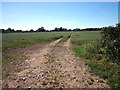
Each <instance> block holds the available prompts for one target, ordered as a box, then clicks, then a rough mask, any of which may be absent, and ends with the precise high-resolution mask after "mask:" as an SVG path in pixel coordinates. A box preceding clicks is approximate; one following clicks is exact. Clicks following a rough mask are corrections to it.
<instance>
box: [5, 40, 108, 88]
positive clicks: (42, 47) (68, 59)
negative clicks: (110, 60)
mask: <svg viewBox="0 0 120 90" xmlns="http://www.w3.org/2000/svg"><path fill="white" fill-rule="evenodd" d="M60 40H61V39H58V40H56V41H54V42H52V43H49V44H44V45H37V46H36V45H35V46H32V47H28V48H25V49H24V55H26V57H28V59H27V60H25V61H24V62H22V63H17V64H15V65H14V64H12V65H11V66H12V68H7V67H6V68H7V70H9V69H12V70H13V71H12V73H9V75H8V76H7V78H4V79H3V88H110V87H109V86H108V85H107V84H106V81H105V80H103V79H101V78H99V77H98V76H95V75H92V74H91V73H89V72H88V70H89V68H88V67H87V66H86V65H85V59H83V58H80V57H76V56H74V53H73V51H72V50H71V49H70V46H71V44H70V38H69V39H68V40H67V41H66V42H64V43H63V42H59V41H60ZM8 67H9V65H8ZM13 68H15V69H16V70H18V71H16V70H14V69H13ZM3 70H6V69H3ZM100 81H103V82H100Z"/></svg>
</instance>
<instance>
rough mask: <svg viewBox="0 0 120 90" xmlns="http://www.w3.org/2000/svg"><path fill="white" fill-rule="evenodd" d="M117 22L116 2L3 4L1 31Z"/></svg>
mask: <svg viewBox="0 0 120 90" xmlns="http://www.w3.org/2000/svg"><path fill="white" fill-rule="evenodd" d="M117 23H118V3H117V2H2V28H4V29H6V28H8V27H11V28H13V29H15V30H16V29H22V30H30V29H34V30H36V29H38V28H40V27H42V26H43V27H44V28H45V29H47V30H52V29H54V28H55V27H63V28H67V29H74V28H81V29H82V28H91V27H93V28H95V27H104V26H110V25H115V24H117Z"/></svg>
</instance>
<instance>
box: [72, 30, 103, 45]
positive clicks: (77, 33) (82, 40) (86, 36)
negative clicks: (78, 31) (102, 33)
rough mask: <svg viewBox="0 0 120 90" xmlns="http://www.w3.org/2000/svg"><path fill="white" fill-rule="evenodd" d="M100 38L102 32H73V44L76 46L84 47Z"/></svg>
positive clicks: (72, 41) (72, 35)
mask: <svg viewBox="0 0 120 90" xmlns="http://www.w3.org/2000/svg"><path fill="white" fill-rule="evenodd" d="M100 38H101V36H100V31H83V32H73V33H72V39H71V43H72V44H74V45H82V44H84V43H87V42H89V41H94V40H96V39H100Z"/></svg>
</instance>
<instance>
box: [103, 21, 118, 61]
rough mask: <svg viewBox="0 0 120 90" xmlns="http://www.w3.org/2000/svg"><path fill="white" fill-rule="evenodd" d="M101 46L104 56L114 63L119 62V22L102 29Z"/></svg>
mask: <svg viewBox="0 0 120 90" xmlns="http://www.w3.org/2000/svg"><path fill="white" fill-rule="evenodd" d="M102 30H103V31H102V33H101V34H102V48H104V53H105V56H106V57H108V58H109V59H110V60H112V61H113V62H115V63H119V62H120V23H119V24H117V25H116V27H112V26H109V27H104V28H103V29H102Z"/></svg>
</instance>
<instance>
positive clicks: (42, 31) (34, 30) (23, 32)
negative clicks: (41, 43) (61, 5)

○ ○ ○

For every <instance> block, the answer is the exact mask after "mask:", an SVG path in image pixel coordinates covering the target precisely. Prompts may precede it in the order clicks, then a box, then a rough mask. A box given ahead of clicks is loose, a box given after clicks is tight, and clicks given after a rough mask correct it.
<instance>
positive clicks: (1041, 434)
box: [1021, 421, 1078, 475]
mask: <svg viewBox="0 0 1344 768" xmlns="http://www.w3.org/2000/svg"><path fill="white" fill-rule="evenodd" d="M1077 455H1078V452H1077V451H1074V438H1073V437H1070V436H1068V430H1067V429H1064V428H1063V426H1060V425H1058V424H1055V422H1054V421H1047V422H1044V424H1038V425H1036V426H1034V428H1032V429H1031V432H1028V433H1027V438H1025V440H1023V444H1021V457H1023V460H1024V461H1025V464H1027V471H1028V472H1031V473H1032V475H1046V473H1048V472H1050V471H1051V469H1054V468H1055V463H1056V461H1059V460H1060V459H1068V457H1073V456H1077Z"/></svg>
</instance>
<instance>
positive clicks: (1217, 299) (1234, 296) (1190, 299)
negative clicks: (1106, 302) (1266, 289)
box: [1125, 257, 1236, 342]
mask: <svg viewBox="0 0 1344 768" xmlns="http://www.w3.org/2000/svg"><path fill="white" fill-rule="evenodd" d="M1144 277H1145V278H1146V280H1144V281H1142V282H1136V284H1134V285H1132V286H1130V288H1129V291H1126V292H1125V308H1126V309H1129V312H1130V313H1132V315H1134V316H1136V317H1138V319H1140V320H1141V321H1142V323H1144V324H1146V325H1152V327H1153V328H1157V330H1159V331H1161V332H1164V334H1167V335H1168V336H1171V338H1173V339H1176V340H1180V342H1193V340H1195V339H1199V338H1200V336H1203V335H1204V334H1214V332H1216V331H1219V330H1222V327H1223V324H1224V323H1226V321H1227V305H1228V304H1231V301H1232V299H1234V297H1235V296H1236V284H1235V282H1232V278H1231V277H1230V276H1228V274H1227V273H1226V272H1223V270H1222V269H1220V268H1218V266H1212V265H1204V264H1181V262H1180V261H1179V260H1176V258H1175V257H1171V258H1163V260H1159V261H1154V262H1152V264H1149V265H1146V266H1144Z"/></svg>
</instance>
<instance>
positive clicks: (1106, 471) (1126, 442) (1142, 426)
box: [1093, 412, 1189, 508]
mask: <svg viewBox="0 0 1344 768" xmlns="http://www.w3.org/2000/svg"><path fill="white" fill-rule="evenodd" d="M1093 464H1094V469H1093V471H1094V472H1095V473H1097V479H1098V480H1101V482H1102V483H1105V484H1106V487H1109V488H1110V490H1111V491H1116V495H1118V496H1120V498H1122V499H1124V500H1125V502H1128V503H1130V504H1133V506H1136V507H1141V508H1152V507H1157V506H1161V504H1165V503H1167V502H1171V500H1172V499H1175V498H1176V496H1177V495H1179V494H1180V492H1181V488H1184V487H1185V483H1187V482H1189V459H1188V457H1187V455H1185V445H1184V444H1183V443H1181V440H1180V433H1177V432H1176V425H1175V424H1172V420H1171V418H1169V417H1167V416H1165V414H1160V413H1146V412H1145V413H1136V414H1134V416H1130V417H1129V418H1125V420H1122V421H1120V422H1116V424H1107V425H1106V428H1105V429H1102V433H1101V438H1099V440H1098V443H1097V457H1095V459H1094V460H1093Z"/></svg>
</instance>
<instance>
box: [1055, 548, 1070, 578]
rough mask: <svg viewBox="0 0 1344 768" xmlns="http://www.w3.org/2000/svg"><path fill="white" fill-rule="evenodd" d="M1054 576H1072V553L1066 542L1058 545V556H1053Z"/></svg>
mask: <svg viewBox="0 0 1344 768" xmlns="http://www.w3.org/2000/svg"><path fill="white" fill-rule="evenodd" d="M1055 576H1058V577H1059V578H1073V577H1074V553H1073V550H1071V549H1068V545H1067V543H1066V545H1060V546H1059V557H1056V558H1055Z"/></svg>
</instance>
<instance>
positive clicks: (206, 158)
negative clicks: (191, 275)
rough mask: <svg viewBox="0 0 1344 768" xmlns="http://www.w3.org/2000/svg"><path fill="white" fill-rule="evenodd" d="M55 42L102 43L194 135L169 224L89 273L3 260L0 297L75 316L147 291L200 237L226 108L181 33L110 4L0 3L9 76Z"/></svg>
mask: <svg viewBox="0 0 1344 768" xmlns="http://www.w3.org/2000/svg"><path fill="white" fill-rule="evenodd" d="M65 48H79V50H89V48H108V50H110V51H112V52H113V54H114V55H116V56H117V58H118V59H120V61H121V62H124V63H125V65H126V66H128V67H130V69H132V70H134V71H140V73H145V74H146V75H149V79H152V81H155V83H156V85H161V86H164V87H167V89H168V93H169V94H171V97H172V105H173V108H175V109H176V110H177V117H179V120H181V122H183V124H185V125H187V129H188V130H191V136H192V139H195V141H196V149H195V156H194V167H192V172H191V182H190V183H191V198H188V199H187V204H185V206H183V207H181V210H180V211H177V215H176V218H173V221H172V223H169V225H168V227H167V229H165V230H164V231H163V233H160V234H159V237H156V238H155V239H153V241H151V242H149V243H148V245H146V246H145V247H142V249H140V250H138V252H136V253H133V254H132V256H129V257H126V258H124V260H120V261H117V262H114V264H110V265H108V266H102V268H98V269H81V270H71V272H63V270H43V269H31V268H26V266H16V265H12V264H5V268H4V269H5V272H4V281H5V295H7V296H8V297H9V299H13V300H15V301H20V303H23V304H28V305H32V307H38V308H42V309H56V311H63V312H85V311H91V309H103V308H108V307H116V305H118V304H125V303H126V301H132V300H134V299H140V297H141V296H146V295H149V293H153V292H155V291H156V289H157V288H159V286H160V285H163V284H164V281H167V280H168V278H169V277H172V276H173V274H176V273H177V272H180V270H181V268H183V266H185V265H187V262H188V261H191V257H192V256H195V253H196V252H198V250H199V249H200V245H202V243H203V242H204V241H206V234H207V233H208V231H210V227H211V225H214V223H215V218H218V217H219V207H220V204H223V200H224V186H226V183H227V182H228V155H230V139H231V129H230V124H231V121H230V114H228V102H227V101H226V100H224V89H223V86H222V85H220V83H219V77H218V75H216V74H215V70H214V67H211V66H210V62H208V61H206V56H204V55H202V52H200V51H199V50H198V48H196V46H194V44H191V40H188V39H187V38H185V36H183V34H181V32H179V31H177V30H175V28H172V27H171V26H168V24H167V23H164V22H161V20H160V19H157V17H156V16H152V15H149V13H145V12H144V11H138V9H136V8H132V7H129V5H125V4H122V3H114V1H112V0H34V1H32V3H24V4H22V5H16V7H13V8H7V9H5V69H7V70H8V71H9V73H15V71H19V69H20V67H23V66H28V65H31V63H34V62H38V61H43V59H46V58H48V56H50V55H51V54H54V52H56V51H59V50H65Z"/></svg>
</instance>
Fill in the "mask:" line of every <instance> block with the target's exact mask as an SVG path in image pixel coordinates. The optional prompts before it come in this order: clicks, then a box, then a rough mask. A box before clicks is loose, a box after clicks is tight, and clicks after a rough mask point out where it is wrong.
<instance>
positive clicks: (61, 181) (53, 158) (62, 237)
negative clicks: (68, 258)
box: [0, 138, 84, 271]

○ ○ ○

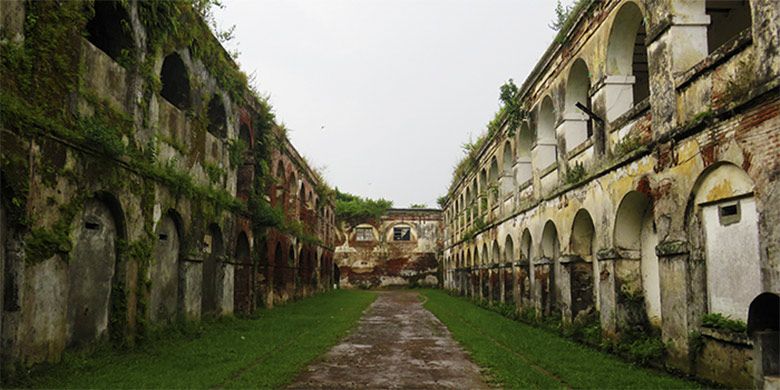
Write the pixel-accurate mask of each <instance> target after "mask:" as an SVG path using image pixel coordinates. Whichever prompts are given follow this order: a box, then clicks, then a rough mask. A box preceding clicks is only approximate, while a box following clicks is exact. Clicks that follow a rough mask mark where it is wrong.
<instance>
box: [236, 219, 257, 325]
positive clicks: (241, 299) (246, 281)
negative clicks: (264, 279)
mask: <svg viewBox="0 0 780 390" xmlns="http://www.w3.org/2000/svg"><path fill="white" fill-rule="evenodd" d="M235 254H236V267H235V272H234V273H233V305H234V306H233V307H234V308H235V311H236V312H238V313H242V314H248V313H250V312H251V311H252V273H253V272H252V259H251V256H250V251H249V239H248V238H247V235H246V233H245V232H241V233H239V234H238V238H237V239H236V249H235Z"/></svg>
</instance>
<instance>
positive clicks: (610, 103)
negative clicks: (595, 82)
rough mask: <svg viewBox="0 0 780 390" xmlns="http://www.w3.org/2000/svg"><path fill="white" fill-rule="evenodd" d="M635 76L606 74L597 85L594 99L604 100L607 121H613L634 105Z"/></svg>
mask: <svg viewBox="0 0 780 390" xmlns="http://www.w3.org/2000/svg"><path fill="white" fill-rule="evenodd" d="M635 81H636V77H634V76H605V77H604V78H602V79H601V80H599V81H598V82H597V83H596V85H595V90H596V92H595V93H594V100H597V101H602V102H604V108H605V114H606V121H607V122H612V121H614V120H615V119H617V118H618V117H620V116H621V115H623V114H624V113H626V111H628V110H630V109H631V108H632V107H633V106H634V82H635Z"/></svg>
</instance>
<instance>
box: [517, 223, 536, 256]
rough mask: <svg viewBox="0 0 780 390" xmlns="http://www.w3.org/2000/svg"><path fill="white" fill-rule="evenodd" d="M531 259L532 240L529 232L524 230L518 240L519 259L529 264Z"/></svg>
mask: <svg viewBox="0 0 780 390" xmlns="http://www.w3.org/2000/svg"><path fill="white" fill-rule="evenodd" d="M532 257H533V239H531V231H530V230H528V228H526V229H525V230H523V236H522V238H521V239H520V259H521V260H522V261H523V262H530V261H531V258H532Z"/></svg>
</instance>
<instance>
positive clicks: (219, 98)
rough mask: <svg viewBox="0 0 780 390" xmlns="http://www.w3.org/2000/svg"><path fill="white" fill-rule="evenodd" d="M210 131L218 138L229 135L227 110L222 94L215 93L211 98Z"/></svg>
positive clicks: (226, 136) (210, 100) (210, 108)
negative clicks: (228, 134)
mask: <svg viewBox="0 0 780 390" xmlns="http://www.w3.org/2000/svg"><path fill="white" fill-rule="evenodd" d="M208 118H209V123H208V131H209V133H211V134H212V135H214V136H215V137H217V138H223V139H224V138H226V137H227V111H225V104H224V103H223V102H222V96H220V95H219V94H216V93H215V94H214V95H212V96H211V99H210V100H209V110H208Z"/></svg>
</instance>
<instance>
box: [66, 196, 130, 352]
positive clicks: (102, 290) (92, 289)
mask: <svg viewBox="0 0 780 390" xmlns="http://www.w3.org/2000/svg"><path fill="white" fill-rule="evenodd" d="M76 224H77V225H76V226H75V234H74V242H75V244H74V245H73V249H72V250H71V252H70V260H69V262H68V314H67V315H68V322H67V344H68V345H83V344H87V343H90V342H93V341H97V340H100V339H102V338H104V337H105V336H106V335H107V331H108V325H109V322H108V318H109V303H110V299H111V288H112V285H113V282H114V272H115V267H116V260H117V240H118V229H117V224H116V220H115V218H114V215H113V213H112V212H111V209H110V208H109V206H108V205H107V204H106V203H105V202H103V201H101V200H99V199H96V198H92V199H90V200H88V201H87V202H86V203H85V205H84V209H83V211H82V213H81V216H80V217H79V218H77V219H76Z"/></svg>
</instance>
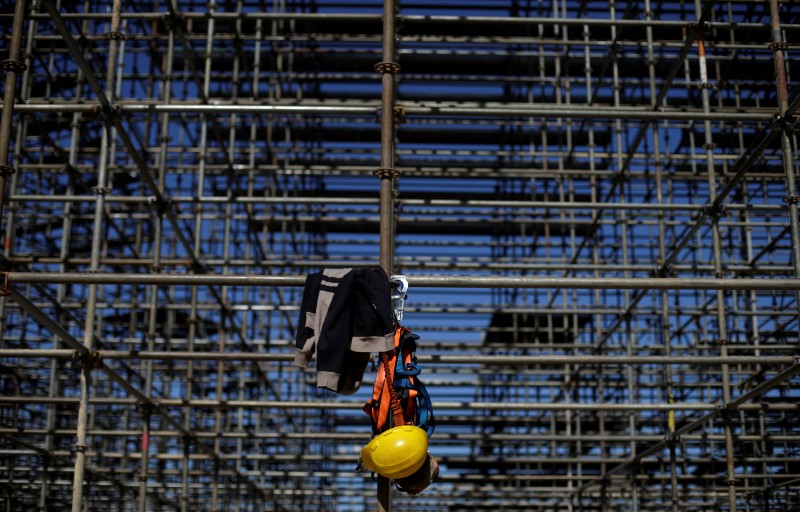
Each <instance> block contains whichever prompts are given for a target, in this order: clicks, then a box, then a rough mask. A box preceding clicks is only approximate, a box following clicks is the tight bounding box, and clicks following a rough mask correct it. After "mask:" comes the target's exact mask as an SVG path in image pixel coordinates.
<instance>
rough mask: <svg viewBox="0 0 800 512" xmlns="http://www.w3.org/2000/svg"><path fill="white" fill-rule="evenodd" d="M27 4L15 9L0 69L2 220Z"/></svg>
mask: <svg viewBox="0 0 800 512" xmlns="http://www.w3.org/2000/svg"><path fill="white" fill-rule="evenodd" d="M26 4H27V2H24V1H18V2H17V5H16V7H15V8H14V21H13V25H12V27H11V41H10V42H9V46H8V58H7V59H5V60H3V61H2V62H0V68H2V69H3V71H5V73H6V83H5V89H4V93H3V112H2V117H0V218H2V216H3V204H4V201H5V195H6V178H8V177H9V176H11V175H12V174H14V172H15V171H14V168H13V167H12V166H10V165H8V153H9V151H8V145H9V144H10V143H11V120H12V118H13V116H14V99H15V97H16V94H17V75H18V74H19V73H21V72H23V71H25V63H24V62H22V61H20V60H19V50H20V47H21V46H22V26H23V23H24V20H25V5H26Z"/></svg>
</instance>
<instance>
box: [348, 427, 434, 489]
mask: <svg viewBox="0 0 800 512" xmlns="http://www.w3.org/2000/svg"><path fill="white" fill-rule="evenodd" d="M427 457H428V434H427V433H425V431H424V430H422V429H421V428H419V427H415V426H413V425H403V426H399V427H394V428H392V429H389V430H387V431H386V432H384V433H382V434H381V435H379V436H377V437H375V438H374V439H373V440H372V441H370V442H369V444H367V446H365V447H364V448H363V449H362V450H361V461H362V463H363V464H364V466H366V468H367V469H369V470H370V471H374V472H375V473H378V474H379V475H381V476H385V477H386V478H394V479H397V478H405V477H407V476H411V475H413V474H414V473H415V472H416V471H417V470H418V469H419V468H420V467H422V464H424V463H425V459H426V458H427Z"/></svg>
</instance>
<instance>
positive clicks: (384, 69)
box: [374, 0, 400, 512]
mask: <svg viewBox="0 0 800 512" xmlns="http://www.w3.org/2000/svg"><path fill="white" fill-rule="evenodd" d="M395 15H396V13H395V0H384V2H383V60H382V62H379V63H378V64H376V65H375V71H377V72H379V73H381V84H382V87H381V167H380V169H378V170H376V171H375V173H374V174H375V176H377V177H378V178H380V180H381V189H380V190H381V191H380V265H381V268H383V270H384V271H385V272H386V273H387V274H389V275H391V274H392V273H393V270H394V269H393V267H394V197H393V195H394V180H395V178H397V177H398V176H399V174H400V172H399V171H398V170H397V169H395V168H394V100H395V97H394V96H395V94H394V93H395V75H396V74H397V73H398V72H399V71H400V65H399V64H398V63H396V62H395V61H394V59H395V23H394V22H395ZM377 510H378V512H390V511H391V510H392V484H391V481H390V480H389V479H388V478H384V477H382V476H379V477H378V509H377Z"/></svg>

○ ○ ○

What to do: Give back, word for word, only the lines above from the line holding "negative clicks: (228, 134)" to the line holding "box: [66, 196, 130, 352]", both included.

Output for this exercise:
negative clicks: (228, 134)
mask: <svg viewBox="0 0 780 390" xmlns="http://www.w3.org/2000/svg"><path fill="white" fill-rule="evenodd" d="M208 118H209V123H208V131H209V133H211V134H212V135H214V136H215V137H217V138H223V139H224V138H226V137H227V111H225V104H224V103H223V102H222V96H220V95H219V94H216V93H215V94H214V95H212V96H211V99H210V100H209V110H208Z"/></svg>
</instance>
<instance>
box: [66, 196, 130, 352]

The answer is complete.